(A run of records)
+ + + + +
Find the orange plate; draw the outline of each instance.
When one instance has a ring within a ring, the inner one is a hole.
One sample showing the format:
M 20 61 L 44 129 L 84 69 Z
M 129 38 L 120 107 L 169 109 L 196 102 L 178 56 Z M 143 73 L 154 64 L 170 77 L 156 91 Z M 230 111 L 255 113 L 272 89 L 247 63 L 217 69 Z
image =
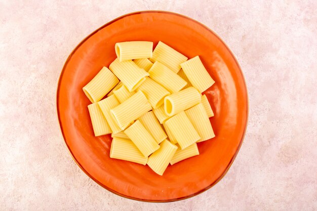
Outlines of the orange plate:
M 216 138 L 198 143 L 200 155 L 169 166 L 163 176 L 147 165 L 111 159 L 110 135 L 95 137 L 82 88 L 116 58 L 114 44 L 159 40 L 189 58 L 199 55 L 215 83 L 204 94 L 215 116 Z M 162 11 L 120 17 L 96 30 L 71 53 L 57 89 L 57 113 L 64 139 L 74 160 L 106 189 L 133 199 L 176 201 L 194 196 L 218 182 L 242 143 L 248 118 L 244 79 L 232 54 L 217 35 L 188 17 Z

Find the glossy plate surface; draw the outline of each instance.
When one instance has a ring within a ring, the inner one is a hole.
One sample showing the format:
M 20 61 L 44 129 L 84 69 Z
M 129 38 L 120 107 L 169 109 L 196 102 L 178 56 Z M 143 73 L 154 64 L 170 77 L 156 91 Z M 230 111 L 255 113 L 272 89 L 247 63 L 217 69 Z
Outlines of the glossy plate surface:
M 169 166 L 163 176 L 147 165 L 111 159 L 110 135 L 95 137 L 82 88 L 115 58 L 114 44 L 159 40 L 189 58 L 199 55 L 215 83 L 205 92 L 215 116 L 216 137 L 198 143 L 200 155 Z M 225 174 L 242 143 L 248 98 L 237 62 L 210 29 L 185 16 L 145 11 L 126 15 L 102 26 L 71 53 L 60 75 L 57 113 L 66 144 L 80 167 L 99 185 L 122 196 L 167 202 L 208 189 Z

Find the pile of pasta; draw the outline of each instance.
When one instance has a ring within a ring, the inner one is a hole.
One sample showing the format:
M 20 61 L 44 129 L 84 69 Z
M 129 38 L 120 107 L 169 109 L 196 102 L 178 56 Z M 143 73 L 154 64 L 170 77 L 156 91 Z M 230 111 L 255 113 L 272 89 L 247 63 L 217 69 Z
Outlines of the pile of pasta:
M 95 136 L 111 134 L 110 157 L 147 164 L 162 176 L 215 137 L 202 94 L 215 81 L 199 56 L 188 60 L 162 41 L 152 49 L 150 41 L 116 43 L 117 58 L 83 89 Z

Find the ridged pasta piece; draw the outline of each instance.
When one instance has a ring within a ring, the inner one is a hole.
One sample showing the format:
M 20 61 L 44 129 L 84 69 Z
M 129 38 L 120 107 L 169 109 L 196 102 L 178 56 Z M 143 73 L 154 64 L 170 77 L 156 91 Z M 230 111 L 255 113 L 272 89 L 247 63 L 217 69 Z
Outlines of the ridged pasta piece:
M 208 117 L 210 118 L 214 116 L 214 112 L 211 109 L 211 106 L 210 106 L 210 104 L 209 104 L 209 102 L 206 95 L 204 95 L 202 96 L 202 103 L 205 107 L 205 110 L 206 110 L 206 111 L 207 112 Z
M 150 77 L 163 86 L 171 93 L 181 90 L 187 84 L 179 75 L 159 62 L 155 63 L 148 71 Z
M 112 89 L 112 90 L 109 93 L 108 93 L 108 94 L 107 95 L 107 97 L 109 97 L 110 95 L 113 95 L 113 91 L 114 90 L 117 90 L 118 89 L 120 89 L 122 86 L 122 85 L 123 85 L 123 83 L 122 82 L 122 81 L 119 82 L 118 84 L 117 84 L 116 86 L 114 87 L 113 89 Z
M 122 81 L 129 92 L 135 90 L 149 75 L 132 60 L 120 62 L 117 58 L 110 64 L 109 69 Z
M 141 153 L 131 140 L 114 138 L 110 149 L 110 157 L 145 165 L 147 157 Z
M 176 138 L 173 135 L 173 134 L 171 132 L 171 131 L 170 131 L 167 126 L 166 126 L 166 124 L 163 123 L 162 125 L 163 125 L 163 128 L 164 128 L 164 130 L 166 132 L 166 134 L 167 134 L 168 139 L 170 140 L 170 141 L 174 144 L 176 144 L 177 143 L 177 140 L 176 140 Z
M 110 109 L 120 104 L 114 95 L 109 96 L 107 98 L 99 101 L 98 104 L 101 109 L 103 115 L 106 117 L 106 119 L 107 119 L 107 121 L 108 121 L 112 131 L 112 133 L 116 134 L 122 131 L 123 129 L 121 129 L 118 125 L 113 116 L 110 112 Z
M 201 139 L 184 111 L 171 117 L 165 122 L 165 124 L 175 137 L 182 149 Z
M 110 110 L 118 125 L 122 130 L 152 109 L 146 97 L 138 91 L 125 101 Z
M 177 147 L 166 139 L 160 146 L 160 149 L 148 157 L 147 164 L 155 173 L 162 176 L 175 153 Z
M 202 101 L 201 94 L 192 87 L 164 98 L 164 111 L 169 116 L 173 116 L 197 105 Z
M 184 70 L 183 70 L 182 69 L 181 69 L 179 70 L 179 71 L 177 73 L 177 74 L 179 75 L 180 77 L 183 78 L 184 80 L 187 82 L 187 84 L 186 85 L 186 86 L 183 88 L 183 90 L 186 88 L 188 88 L 189 87 L 192 87 L 191 83 L 190 83 L 190 81 L 189 81 L 189 80 L 188 80 L 188 78 L 187 78 L 187 77 L 186 76 L 186 74 L 184 72 Z
M 211 87 L 215 81 L 205 68 L 199 56 L 181 64 L 181 66 L 193 87 L 201 93 Z
M 117 77 L 106 67 L 83 88 L 89 100 L 97 103 L 119 82 Z
M 153 63 L 147 58 L 143 59 L 135 59 L 133 62 L 142 68 L 146 72 L 148 72 Z
M 145 113 L 139 118 L 139 120 L 147 131 L 150 132 L 158 144 L 167 138 L 166 134 L 152 111 Z
M 126 129 L 124 132 L 145 157 L 160 148 L 154 138 L 138 120 Z
M 89 105 L 88 111 L 89 111 L 95 136 L 111 133 L 111 129 L 97 103 Z
M 161 105 L 157 108 L 153 108 L 153 112 L 157 119 L 158 119 L 160 123 L 161 124 L 165 122 L 167 120 L 171 117 L 165 113 L 165 111 L 164 111 L 164 105 Z
M 154 50 L 153 56 L 150 58 L 152 62 L 159 61 L 176 73 L 181 68 L 180 64 L 187 60 L 186 57 L 161 41 Z
M 208 140 L 215 137 L 209 118 L 202 103 L 185 111 L 201 139 L 197 142 Z
M 177 148 L 175 154 L 174 154 L 172 160 L 171 160 L 171 165 L 173 165 L 181 160 L 184 160 L 189 157 L 193 157 L 199 154 L 197 144 L 195 143 L 187 147 L 186 149 L 181 149 Z
M 118 139 L 127 139 L 130 140 L 130 138 L 127 136 L 127 135 L 124 133 L 123 131 L 122 131 L 119 133 L 117 133 L 116 134 L 111 134 L 111 138 L 117 138 Z M 131 140 L 130 140 L 131 141 Z
M 123 85 L 118 89 L 113 90 L 113 94 L 119 102 L 122 103 L 135 94 L 135 91 L 129 92 L 127 87 Z
M 117 43 L 114 46 L 119 61 L 152 57 L 153 43 L 148 41 L 130 41 Z
M 153 108 L 157 108 L 164 103 L 164 98 L 171 93 L 163 87 L 148 77 L 137 90 L 141 91 Z

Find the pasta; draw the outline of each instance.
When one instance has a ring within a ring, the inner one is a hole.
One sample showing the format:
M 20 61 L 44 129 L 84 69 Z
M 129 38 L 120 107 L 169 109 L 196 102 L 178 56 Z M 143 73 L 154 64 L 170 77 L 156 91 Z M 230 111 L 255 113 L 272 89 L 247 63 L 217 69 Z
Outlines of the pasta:
M 160 149 L 148 157 L 147 165 L 155 173 L 162 176 L 175 153 L 177 147 L 166 139 L 160 146 Z
M 202 101 L 200 93 L 192 87 L 169 95 L 164 99 L 164 110 L 168 116 L 172 116 Z
M 117 138 L 121 139 L 127 139 L 130 140 L 130 138 L 123 132 L 117 133 L 116 134 L 111 134 L 111 138 Z
M 179 71 L 177 73 L 177 74 L 179 75 L 180 77 L 183 78 L 184 80 L 185 80 L 186 82 L 187 82 L 187 84 L 186 85 L 186 86 L 184 87 L 184 88 L 183 88 L 183 90 L 186 88 L 188 88 L 189 87 L 192 87 L 192 86 L 191 85 L 191 83 L 190 83 L 190 81 L 189 81 L 189 80 L 188 80 L 188 78 L 187 78 L 187 77 L 185 74 L 185 73 L 184 72 L 184 70 L 183 70 L 182 69 L 181 69 L 179 70 Z
M 132 60 L 120 62 L 117 58 L 110 64 L 110 70 L 124 84 L 129 92 L 135 90 L 149 75 L 140 68 Z
M 164 103 L 164 98 L 171 93 L 163 87 L 148 77 L 137 89 L 141 91 L 153 108 L 157 108 Z
M 158 144 L 138 120 L 126 129 L 124 132 L 145 157 L 160 148 Z
M 180 64 L 187 60 L 186 57 L 161 41 L 154 50 L 153 56 L 150 58 L 152 62 L 157 61 L 176 73 L 181 68 Z
M 88 111 L 91 119 L 95 136 L 102 136 L 111 133 L 111 129 L 103 114 L 102 114 L 98 104 L 93 103 L 89 105 Z
M 131 59 L 152 57 L 153 43 L 147 41 L 130 41 L 117 43 L 114 46 L 115 54 L 120 62 Z
M 176 140 L 176 138 L 173 135 L 173 134 L 171 132 L 171 131 L 170 131 L 167 126 L 166 126 L 166 124 L 163 123 L 163 128 L 164 128 L 165 132 L 166 132 L 166 134 L 167 134 L 167 136 L 169 138 L 169 140 L 170 140 L 170 141 L 171 141 L 171 142 L 172 142 L 172 143 L 173 144 L 176 144 L 177 143 L 177 140 Z
M 181 64 L 180 65 L 192 86 L 201 93 L 215 83 L 198 56 Z
M 147 157 L 144 156 L 131 140 L 114 138 L 110 149 L 110 157 L 145 165 Z
M 89 100 L 94 103 L 97 103 L 105 96 L 117 83 L 119 80 L 106 67 L 83 88 L 83 91 Z
M 123 85 L 116 90 L 113 90 L 113 94 L 120 103 L 125 101 L 135 94 L 135 91 L 129 92 L 127 87 Z
M 215 137 L 207 113 L 203 104 L 200 103 L 186 110 L 185 113 L 201 137 L 198 142 L 208 140 Z
M 208 99 L 206 95 L 204 95 L 202 96 L 202 103 L 205 107 L 205 110 L 206 110 L 206 111 L 207 112 L 208 117 L 210 118 L 214 116 L 214 112 L 211 109 L 211 106 L 210 106 L 210 104 L 209 104 L 209 102 L 208 102 Z
M 153 111 L 149 111 L 142 115 L 139 120 L 152 135 L 158 144 L 167 138 L 167 136 Z
M 153 63 L 151 62 L 148 59 L 145 58 L 144 59 L 135 59 L 133 62 L 139 66 L 139 67 L 142 68 L 146 72 L 148 72 L 150 70 Z
M 158 119 L 158 121 L 160 121 L 160 123 L 161 124 L 165 122 L 165 121 L 168 120 L 170 117 L 170 116 L 168 116 L 165 113 L 164 105 L 162 105 L 157 108 L 153 108 L 153 112 L 156 116 L 157 119 Z
M 164 87 L 171 93 L 175 93 L 186 86 L 187 82 L 168 67 L 155 62 L 148 71 L 150 77 Z
M 181 149 L 178 148 L 171 160 L 171 165 L 173 165 L 181 160 L 184 160 L 189 157 L 198 155 L 199 151 L 195 143 L 187 147 L 186 149 Z
M 107 98 L 99 101 L 98 104 L 100 107 L 103 115 L 105 117 L 106 117 L 106 119 L 107 119 L 112 131 L 112 133 L 115 134 L 120 131 L 122 131 L 122 129 L 118 126 L 115 119 L 114 119 L 113 116 L 111 115 L 110 112 L 110 109 L 114 108 L 120 104 L 114 95 L 108 97 Z
M 110 111 L 114 116 L 119 127 L 124 130 L 132 121 L 152 109 L 146 97 L 138 91 L 125 101 Z
M 181 149 L 184 149 L 201 139 L 185 112 L 182 111 L 165 122 Z

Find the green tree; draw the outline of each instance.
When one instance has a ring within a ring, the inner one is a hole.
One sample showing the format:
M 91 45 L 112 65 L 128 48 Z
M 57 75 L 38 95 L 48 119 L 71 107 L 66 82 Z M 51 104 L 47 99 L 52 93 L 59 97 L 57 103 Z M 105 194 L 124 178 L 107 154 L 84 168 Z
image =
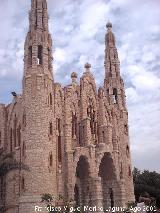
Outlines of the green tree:
M 160 207 L 160 174 L 148 170 L 140 171 L 137 168 L 133 170 L 133 180 L 135 188 L 135 197 L 138 201 L 140 196 L 156 200 Z

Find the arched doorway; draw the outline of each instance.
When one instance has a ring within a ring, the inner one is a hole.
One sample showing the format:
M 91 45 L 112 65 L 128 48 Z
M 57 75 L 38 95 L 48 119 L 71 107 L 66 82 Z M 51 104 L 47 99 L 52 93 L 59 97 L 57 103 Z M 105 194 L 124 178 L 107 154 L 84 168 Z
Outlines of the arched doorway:
M 76 184 L 74 198 L 77 206 L 90 203 L 90 175 L 89 163 L 85 156 L 81 156 L 76 167 Z
M 102 183 L 102 195 L 103 195 L 103 208 L 113 207 L 114 201 L 114 185 L 115 185 L 115 174 L 113 159 L 110 153 L 105 153 L 100 166 L 99 176 L 101 177 Z

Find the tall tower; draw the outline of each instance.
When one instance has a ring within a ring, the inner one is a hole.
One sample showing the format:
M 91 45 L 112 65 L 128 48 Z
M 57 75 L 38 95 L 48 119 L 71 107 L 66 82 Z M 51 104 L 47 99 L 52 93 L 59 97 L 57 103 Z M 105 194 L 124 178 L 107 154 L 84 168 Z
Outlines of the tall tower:
M 24 50 L 23 162 L 29 171 L 21 174 L 20 213 L 34 212 L 42 194 L 56 194 L 52 39 L 46 0 L 32 0 Z
M 112 109 L 112 143 L 116 159 L 116 169 L 120 177 L 122 199 L 134 201 L 133 178 L 128 131 L 128 111 L 126 108 L 125 88 L 120 76 L 120 62 L 116 48 L 112 24 L 106 25 L 105 36 L 105 80 L 104 88 Z

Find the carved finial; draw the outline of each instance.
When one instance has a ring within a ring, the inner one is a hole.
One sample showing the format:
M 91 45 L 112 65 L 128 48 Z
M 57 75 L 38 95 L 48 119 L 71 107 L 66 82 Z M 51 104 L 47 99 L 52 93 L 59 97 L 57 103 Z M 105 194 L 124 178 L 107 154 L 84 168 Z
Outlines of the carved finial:
M 76 83 L 77 82 L 77 73 L 76 72 L 72 72 L 71 74 L 71 78 L 72 78 L 72 83 Z
M 91 68 L 91 64 L 87 62 L 87 63 L 84 65 L 84 68 L 86 68 L 86 70 L 89 71 L 90 68 Z
M 112 23 L 111 23 L 111 22 L 108 22 L 108 23 L 106 24 L 106 27 L 107 27 L 107 29 L 112 28 Z

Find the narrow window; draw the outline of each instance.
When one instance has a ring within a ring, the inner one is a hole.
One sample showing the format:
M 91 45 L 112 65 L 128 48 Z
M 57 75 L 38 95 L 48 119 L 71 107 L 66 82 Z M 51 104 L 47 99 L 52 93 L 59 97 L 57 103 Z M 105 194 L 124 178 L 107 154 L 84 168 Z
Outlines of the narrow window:
M 14 147 L 16 147 L 16 142 L 17 142 L 17 118 L 16 118 L 16 115 L 15 115 L 15 119 L 14 119 L 14 132 L 13 132 L 13 135 L 14 135 Z
M 109 196 L 110 196 L 110 202 L 111 202 L 111 207 L 114 207 L 114 195 L 113 195 L 113 189 L 109 189 Z
M 10 129 L 10 152 L 12 152 L 12 128 Z
M 32 46 L 28 48 L 28 64 L 32 65 Z
M 77 136 L 77 116 L 72 113 L 72 138 Z
M 113 89 L 113 102 L 114 102 L 114 104 L 118 103 L 118 95 L 117 95 L 117 89 L 116 88 Z
M 48 69 L 51 68 L 51 51 L 50 48 L 48 48 Z
M 128 175 L 129 175 L 129 177 L 131 177 L 131 175 L 132 175 L 131 167 L 130 166 L 128 167 Z
M 1 192 L 1 200 L 3 199 L 3 185 L 4 185 L 3 177 L 1 177 L 1 190 L 0 190 L 0 192 Z
M 121 163 L 121 169 L 120 169 L 120 179 L 123 178 L 123 166 L 122 166 L 122 163 Z
M 22 184 L 22 186 L 21 186 L 22 190 L 24 191 L 25 190 L 25 180 L 24 180 L 24 177 L 22 177 L 22 183 L 21 184 Z
M 42 50 L 43 47 L 41 45 L 38 45 L 38 57 L 37 57 L 37 64 L 42 64 Z
M 23 141 L 22 156 L 25 157 L 25 155 L 26 155 L 26 145 L 25 145 L 25 142 Z
M 23 126 L 24 127 L 26 126 L 26 114 L 25 113 L 23 114 Z
M 127 124 L 124 125 L 124 132 L 126 135 L 128 135 L 128 125 Z
M 52 154 L 49 155 L 49 165 L 50 165 L 50 167 L 53 166 L 53 155 Z
M 103 135 L 103 143 L 105 143 L 105 134 L 104 134 L 104 131 L 102 131 L 102 135 Z
M 21 126 L 17 129 L 18 146 L 21 145 Z
M 0 147 L 2 146 L 2 134 L 0 132 Z
M 61 144 L 61 136 L 58 136 L 58 162 L 62 162 L 62 144 Z
M 53 135 L 52 122 L 49 123 L 49 134 L 50 134 L 50 135 Z
M 49 94 L 49 104 L 52 106 L 52 93 Z
M 129 146 L 128 145 L 126 147 L 126 155 L 127 155 L 127 157 L 129 157 Z

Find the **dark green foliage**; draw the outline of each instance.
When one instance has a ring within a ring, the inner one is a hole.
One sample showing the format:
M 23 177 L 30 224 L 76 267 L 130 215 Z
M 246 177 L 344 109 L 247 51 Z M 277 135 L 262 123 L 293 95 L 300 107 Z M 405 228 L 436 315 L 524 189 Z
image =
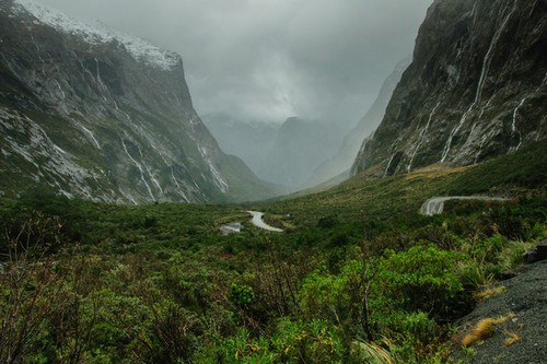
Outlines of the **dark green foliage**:
M 14 348 L 5 338 L 24 331 L 15 362 L 443 362 L 473 291 L 547 235 L 543 172 L 525 166 L 528 154 L 251 207 L 281 234 L 252 226 L 249 207 L 2 199 L 0 317 L 16 330 L 0 332 L 0 361 Z M 519 164 L 526 172 L 501 173 Z M 417 213 L 447 191 L 514 199 Z M 221 235 L 236 221 L 241 234 Z M 14 254 L 19 266 L 5 265 Z

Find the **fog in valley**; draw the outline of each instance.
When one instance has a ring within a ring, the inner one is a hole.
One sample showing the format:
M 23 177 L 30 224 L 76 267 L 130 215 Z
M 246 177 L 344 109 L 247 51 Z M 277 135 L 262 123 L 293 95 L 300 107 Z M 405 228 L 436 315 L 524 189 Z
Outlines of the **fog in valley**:
M 39 2 L 181 54 L 194 107 L 223 151 L 300 188 L 351 165 L 359 145 L 344 154 L 342 141 L 380 122 L 363 116 L 411 54 L 431 0 Z

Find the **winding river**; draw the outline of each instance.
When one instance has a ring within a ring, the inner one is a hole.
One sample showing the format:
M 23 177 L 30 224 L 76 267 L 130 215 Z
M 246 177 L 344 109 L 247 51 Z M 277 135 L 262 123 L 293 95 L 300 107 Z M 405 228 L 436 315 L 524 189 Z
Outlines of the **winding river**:
M 276 232 L 276 233 L 282 232 L 281 228 L 270 226 L 263 221 L 264 212 L 259 212 L 259 211 L 247 211 L 247 212 L 253 215 L 252 222 L 255 226 L 267 230 L 268 232 Z

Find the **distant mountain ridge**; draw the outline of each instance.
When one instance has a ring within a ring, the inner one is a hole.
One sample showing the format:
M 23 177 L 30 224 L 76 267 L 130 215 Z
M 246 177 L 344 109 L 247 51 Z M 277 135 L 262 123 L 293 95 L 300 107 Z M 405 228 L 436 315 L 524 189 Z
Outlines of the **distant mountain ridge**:
M 30 0 L 0 3 L 0 191 L 117 203 L 275 195 L 194 110 L 177 54 Z
M 437 0 L 352 174 L 468 165 L 547 134 L 547 2 Z
M 382 84 L 376 99 L 371 105 L 366 114 L 359 120 L 358 125 L 353 129 L 351 129 L 344 138 L 344 142 L 338 153 L 328 161 L 322 163 L 314 171 L 312 177 L 306 181 L 306 186 L 316 186 L 340 174 L 345 174 L 347 177 L 349 177 L 349 171 L 351 169 L 353 161 L 361 150 L 362 144 L 366 143 L 366 141 L 369 140 L 368 137 L 372 134 L 374 129 L 376 129 L 382 121 L 387 104 L 392 98 L 393 91 L 399 82 L 403 72 L 407 69 L 408 64 L 410 64 L 410 61 L 411 57 L 409 56 L 400 60 L 395 66 L 393 72 Z
M 296 190 L 336 154 L 342 130 L 335 125 L 287 118 L 281 125 L 246 122 L 226 114 L 203 120 L 223 149 L 241 157 L 260 178 Z

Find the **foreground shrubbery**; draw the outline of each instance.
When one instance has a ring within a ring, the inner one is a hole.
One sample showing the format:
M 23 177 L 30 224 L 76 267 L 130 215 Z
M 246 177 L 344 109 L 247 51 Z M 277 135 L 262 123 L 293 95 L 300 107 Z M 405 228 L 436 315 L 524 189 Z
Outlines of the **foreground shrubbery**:
M 0 361 L 450 362 L 451 322 L 547 235 L 544 144 L 260 207 L 279 235 L 222 236 L 246 208 L 0 200 Z M 514 200 L 416 213 L 492 188 Z
M 90 234 L 77 218 L 67 226 L 31 214 L 2 240 L 0 360 L 445 362 L 451 320 L 519 262 L 526 243 L 514 238 L 545 236 L 544 212 L 525 203 L 368 237 L 345 222 L 225 238 L 198 226 L 155 250 L 113 250 L 106 236 L 163 234 L 162 219 L 147 223 L 150 211 L 132 218 L 142 223 L 93 232 L 92 246 L 71 238 Z

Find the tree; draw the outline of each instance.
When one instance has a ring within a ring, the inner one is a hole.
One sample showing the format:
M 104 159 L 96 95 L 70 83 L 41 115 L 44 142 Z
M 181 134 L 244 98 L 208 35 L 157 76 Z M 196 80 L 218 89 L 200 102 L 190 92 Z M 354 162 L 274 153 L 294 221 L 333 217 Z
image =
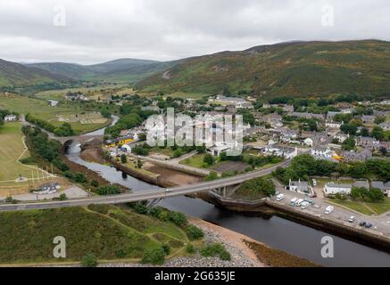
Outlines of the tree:
M 201 229 L 192 224 L 186 228 L 186 234 L 191 240 L 200 240 L 204 236 Z
M 126 154 L 122 154 L 121 156 L 120 156 L 120 162 L 122 163 L 122 164 L 127 164 L 128 163 L 128 156 L 126 155 Z
M 344 151 L 353 151 L 356 147 L 356 141 L 353 136 L 350 136 L 343 142 Z
M 375 126 L 371 131 L 371 136 L 381 141 L 385 139 L 386 134 L 380 126 Z
M 81 259 L 81 265 L 83 267 L 96 267 L 97 258 L 93 254 L 89 253 Z
M 142 256 L 141 263 L 162 265 L 165 262 L 165 250 L 162 248 L 147 249 Z
M 207 176 L 206 178 L 204 178 L 205 181 L 213 181 L 213 180 L 217 180 L 218 179 L 218 174 L 214 171 L 212 171 Z
M 206 153 L 203 158 L 203 162 L 208 166 L 212 166 L 215 162 L 215 158 L 210 153 Z

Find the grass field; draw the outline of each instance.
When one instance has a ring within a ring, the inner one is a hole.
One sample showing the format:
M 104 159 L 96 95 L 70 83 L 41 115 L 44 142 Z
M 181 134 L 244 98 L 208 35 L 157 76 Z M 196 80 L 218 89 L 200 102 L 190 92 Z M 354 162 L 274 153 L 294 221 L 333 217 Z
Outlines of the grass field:
M 79 262 L 87 254 L 99 260 L 138 262 L 145 250 L 170 245 L 168 257 L 184 255 L 188 242 L 171 223 L 114 206 L 0 214 L 0 263 Z M 53 257 L 54 237 L 66 240 L 66 258 Z
M 15 184 L 19 175 L 31 178 L 31 167 L 18 162 L 19 158 L 29 156 L 22 142 L 21 123 L 5 123 L 0 128 L 0 187 Z
M 29 113 L 33 117 L 50 122 L 55 126 L 63 124 L 61 118 L 74 117 L 76 114 L 80 115 L 84 112 L 79 105 L 67 103 L 66 106 L 51 107 L 49 102 L 45 100 L 38 100 L 27 96 L 0 95 L 0 108 L 18 112 L 19 114 Z M 97 120 L 99 119 L 99 120 Z M 95 118 L 97 123 L 82 123 L 70 122 L 76 134 L 86 133 L 103 127 L 109 123 L 108 119 L 104 119 L 99 115 L 99 118 Z
M 390 211 L 390 199 L 386 199 L 385 202 L 381 203 L 364 203 L 352 200 L 342 201 L 338 200 L 331 201 L 367 216 L 378 216 Z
+ + + + +
**Exercise goal**
From the listing, pull out the lines from the one containing "Find the pasta;" through the one containing "M 123 85 L 116", with both of those lines included. Copy them word for word.

**The completed task**
Find the pasta; draw the outline of each instance.
When one instance has a ring within a ring, the inner one is a hole.
One sample showing the format:
M 20 61 L 44 129 L 84 69 Z
M 129 38 L 120 107 L 169 109 L 196 102 L 178 56 Z M 143 73 L 154 64 L 170 77 L 156 91 Z M 230 111 L 255 113 L 272 89 L 247 63 L 217 69 Z
Outlines of the pasta:
M 160 149 L 148 157 L 147 165 L 155 173 L 162 176 L 175 153 L 177 147 L 166 139 L 160 146 Z
M 202 101 L 200 93 L 192 87 L 169 95 L 164 99 L 164 110 L 168 116 L 172 116 Z
M 117 138 L 121 139 L 127 139 L 130 140 L 130 138 L 123 132 L 117 133 L 116 134 L 111 134 L 111 138 Z
M 179 71 L 177 73 L 177 74 L 179 75 L 180 77 L 183 78 L 184 80 L 185 80 L 186 82 L 187 82 L 187 84 L 186 85 L 186 86 L 184 87 L 184 88 L 183 88 L 183 90 L 186 88 L 188 88 L 189 87 L 192 87 L 192 86 L 191 85 L 191 83 L 190 83 L 190 81 L 189 81 L 189 80 L 188 80 L 188 78 L 187 78 L 187 77 L 185 74 L 185 73 L 184 72 L 184 70 L 183 70 L 182 69 L 181 69 L 179 70 Z
M 132 60 L 120 62 L 117 58 L 110 64 L 110 70 L 124 84 L 129 92 L 135 90 L 149 75 L 140 68 Z
M 164 103 L 164 98 L 171 93 L 163 87 L 148 77 L 137 89 L 141 91 L 153 108 L 157 108 Z
M 158 144 L 138 120 L 126 129 L 124 132 L 145 157 L 160 148 Z
M 180 64 L 187 60 L 186 57 L 161 41 L 154 50 L 153 56 L 150 58 L 152 62 L 157 61 L 176 73 L 181 68 Z
M 88 111 L 91 119 L 95 136 L 102 136 L 111 133 L 111 129 L 103 114 L 102 114 L 98 104 L 93 103 L 89 105 Z
M 131 59 L 152 57 L 153 43 L 147 41 L 130 41 L 117 43 L 114 46 L 115 54 L 120 62 Z
M 176 140 L 176 138 L 173 135 L 173 134 L 171 132 L 171 131 L 170 131 L 167 126 L 166 126 L 166 124 L 163 123 L 163 128 L 164 128 L 165 132 L 166 132 L 166 134 L 167 134 L 167 136 L 169 138 L 169 140 L 170 140 L 170 141 L 171 141 L 171 142 L 172 142 L 172 143 L 173 144 L 176 144 L 177 143 L 177 140 Z
M 181 64 L 180 65 L 192 86 L 201 93 L 215 83 L 198 56 Z
M 147 157 L 144 156 L 131 140 L 114 138 L 110 149 L 110 157 L 145 165 Z
M 89 100 L 94 103 L 97 103 L 105 96 L 117 83 L 119 80 L 106 67 L 83 88 L 83 91 Z
M 123 85 L 116 90 L 113 90 L 113 94 L 120 103 L 125 101 L 135 94 L 135 91 L 129 92 L 127 87 Z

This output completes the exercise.